WHAT IS BEING ASKED: Render the rows below as a two-column CSV with the header request,answer, one line per row: put the row's text in request and its answer in answer. Wrap each field in double quotes and replace every line break inside a field with a space.

Boundary labeling rows
---+---

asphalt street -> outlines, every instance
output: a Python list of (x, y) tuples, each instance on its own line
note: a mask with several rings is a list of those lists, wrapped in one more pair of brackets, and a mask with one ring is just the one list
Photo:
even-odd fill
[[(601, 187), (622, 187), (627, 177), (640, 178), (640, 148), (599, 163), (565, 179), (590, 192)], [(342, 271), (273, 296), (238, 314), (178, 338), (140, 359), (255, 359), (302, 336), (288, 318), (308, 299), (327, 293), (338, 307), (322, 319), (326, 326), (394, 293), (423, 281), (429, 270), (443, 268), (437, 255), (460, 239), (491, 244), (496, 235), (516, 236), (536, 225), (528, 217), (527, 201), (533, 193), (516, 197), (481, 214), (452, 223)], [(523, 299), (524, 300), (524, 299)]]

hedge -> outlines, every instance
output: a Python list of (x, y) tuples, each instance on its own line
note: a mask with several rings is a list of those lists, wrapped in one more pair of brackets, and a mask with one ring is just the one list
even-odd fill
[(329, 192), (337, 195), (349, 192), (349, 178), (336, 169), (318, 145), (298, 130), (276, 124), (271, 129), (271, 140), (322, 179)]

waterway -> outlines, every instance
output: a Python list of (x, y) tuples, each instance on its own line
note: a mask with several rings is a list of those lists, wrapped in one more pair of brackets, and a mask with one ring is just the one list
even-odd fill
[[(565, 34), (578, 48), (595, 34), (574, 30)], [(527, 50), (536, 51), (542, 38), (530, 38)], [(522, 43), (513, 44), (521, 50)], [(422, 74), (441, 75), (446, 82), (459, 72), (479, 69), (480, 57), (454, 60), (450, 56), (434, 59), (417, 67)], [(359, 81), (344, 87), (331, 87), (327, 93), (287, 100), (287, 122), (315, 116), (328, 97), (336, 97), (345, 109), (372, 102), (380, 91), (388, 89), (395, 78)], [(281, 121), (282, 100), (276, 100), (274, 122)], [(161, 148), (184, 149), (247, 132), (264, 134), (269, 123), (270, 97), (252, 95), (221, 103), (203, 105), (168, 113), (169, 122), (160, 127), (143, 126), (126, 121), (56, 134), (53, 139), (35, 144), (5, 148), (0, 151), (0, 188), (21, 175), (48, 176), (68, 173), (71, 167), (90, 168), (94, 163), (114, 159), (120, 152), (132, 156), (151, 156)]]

---+---

OUTPUT FOR THIS EXERCISE:
request,answer
"asphalt street -> outlines, every instance output: a Python list of (x, y) tuples, each instance on its own line note: a mask with several rings is a list of those lists, wrapped in one more pair of brackets, and a mask with one ring is just the one list Photo: even-odd fill","[[(601, 187), (622, 187), (627, 177), (640, 178), (640, 148), (599, 163), (565, 179), (590, 192)], [(342, 271), (273, 296), (238, 314), (178, 338), (140, 359), (255, 359), (302, 336), (288, 318), (308, 299), (327, 293), (338, 307), (322, 319), (326, 326), (394, 293), (423, 281), (429, 270), (443, 268), (437, 255), (460, 239), (491, 244), (496, 235), (516, 236), (536, 225), (528, 217), (527, 201), (533, 193), (516, 197), (481, 214), (452, 223)], [(523, 299), (524, 300), (524, 299)]]"
"hedge -> outlines, every instance output: a Python list of (x, y) tuples, each instance on its own line note: a mask with several rings is a list of those lists, wrapped in one more pair of brackets, and a mask with one ring is just the one list even-odd fill","[(329, 192), (337, 195), (349, 192), (349, 178), (336, 169), (318, 145), (298, 130), (276, 124), (271, 129), (271, 140), (322, 179)]"
"waterway -> outlines, every instance output: a Python list of (x, y) tuples, each instance on its own line note: a mask with several rings is a list of those lists, wrapped in one more pair of brackets, and a mask with one ring is just the one list even-odd fill","[[(565, 34), (578, 48), (595, 34), (574, 30)], [(527, 50), (536, 51), (542, 38), (530, 38)], [(522, 43), (513, 44), (521, 50)], [(422, 74), (441, 75), (446, 82), (459, 72), (479, 69), (480, 57), (454, 60), (450, 56), (434, 59), (417, 67)], [(359, 81), (344, 87), (331, 87), (327, 93), (287, 100), (287, 122), (315, 116), (328, 97), (336, 97), (345, 109), (372, 102), (380, 91), (388, 89), (395, 78)], [(281, 121), (282, 100), (276, 100), (274, 122)], [(161, 148), (184, 149), (247, 132), (264, 134), (269, 123), (270, 97), (252, 95), (221, 103), (203, 105), (168, 113), (169, 122), (160, 127), (143, 126), (126, 121), (56, 134), (53, 139), (35, 144), (5, 148), (0, 151), (0, 188), (21, 175), (48, 176), (68, 173), (71, 167), (90, 168), (94, 163), (114, 159), (120, 152), (132, 156), (151, 156)]]"